まず全然稼げない(芸人になったら比べ物にならないほど稼げなくなったが……)。音楽で食べていくのはハードルが高いと感じた。

そして楽しくない。個人事業主になってから私は、クライアントの注文通りの曲を作るのではなく、自分の好きな曲を作って認められたかったということにやっと気づいた。

 

私が音楽のほかに好きだったことって何だっけ?と考えた結果、昔からお笑いが好きだったことを思い出した。そして思い立つ。

 

「お笑い芸人になろう」

 

さっそく行動。高校生のときに見たかもめんたるさんのようなコントがしたくて、ネットの掲示板で相方候補を探した。何人かの方からメッセージを頂き、メールでやり取りした。

その後3人くらいの方とZOOMで話したが、いまいちピンと来なかった。「自分には何もないけど時間ならあります」という方に対しては「何もない人と組みたくないんだけど」と感じた。「個性が出るので男女コンビを組みたい」という男性と話したときには、「性別に頼らないと個性が出せない人なのだろうか」と思ったりもした。

 

私の性格ではコンビは難しいかもしれない。ここで初めて「ピン芸人になる」という選択肢が浮かんだ。

 

しかし私はかもめんたるさんの影響もあり、コンビ芸人のコントが好きだったので、今までピンネタに注目したことがなかった。ピン芸と言えばR-1ぐらんぷり(現在はR-1グランプリ)だと思った私は、ひとまず動画配信サービスで過去のR-1を見てみることにした。

 

何本目かで2011年のR-1グランプリを見た。この年優勝したのは佐久間一行さん。佐久間さんが1本目に披露したネタ『井戸のお化け』を見た。

↑佐久間さんが2011年のR-1について語っている動画

『井戸のお化け』は、佐久間さん扮するピンクの全身タイツを着た井戸のお化けがひたすら歌うネタである。このネタを見たときは、笑うと同時に圧倒された。私のようなペーペーの芸人が言うのもおこがましいが、作品として完成されていると思った。かもめんたるさんのネタを初めて見たときとはまた違った衝撃だった。

練習課題 —
A - 本文について、次の問いに答えよ。
(i) 高校生のときに見て、あのようなコントがしたいと思ったのは誰のコントか。
(ii) 相方候補を探した場所はどこか。
(iii) 2011年のR-1グランプリで佐久間一行さんが1本目に披露したネタの題名は何か。
B - お笑い芸人を目指した経緯をつづった本文を、最後の文の後から書き進めよ。
この後に続く資料は本文と関係がない。

資料 —
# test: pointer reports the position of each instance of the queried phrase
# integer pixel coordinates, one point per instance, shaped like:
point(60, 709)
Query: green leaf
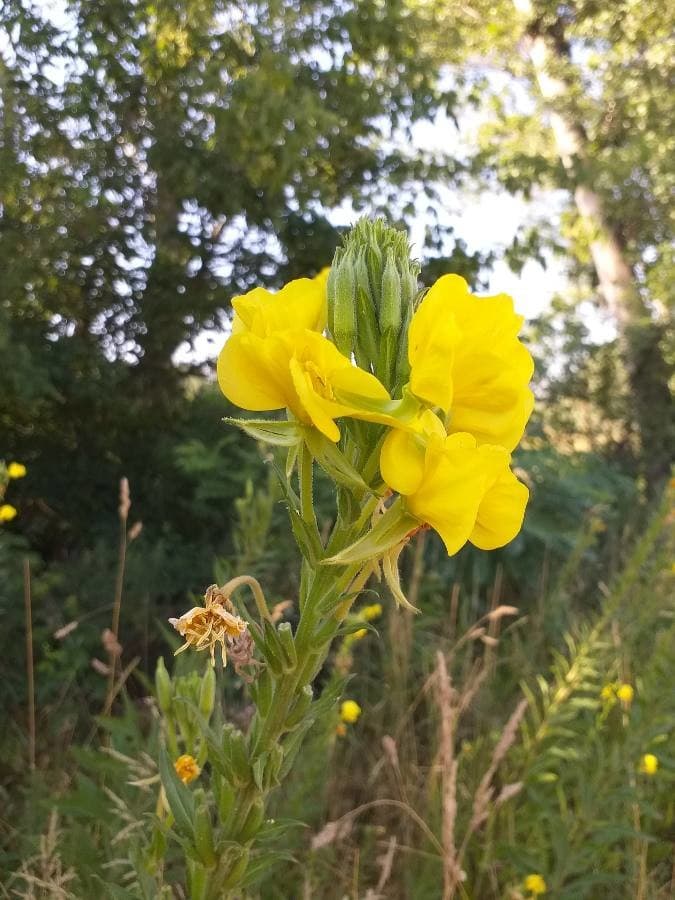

解答 —
A -
(i) かもめんたるさんのコント
(ii) ネットの掲示板
(iii) 『井戸のお化け』

B -
 

この年のR-1ぐらんぷり決勝は8人の芸人が争うトーナメント方式で、最終決戦に行った芸人は3本のネタを披露しなければならなかった。佐久間さんは歌ネタ、フリップ、コントと全く違う種類のネタを3本やって優勝した。

そんな佐久間さんの姿を見て「ピン芸人ってこんなに自由なんだ!」と感銘を受けた。「一人でやるからこその面白さがある」ということを佐久間さんから学んだ。

 

その月のうちに、佐久間さんが毎月やっているライブを見に行った。ネタだけでなく、トークでもたくさん笑った。

↑当時のメモ。マセキのオーディションのエントリー用紙を書くにあたって、目標としている芸人に佐久間さんの名前を挙げさせていただいた。

佐久間さんのライブを見た私は、ピン芸人としてやっていくことを決断した。お笑いを始めるにあたって養成所に入ることも少し考えたが、お金がない、既に26歳である、「お笑い養成所=YouTuber専門学校みたいなもの」と思っていた、などの理由でやめた。

 

そして芸人活動開始と同じくして、マセキのオーディションを受けるようになる。マセキのオーディションライブに出ていた頃の話はこちら↓

オリーブゴールド①

 

以上が私が26歳で芸人を始めるまでの経緯である。

 

芸人には皆ルーツがあると思う。演劇をやっていた、スポーツをやっていた、お笑いマニアだった、など。

私のルーツは間違いなく音楽。芸人をやるにあたって音楽は封印しようと考えていた時期もあったが、歌ネタをやるようになり、今まで経験してきたことがお笑いに生きるものなんだなと感じている。

 

そしていつか、かもめんたるさんや佐久間さんと肩を並べられるくらいの芸人になりたい。道は長そうだが。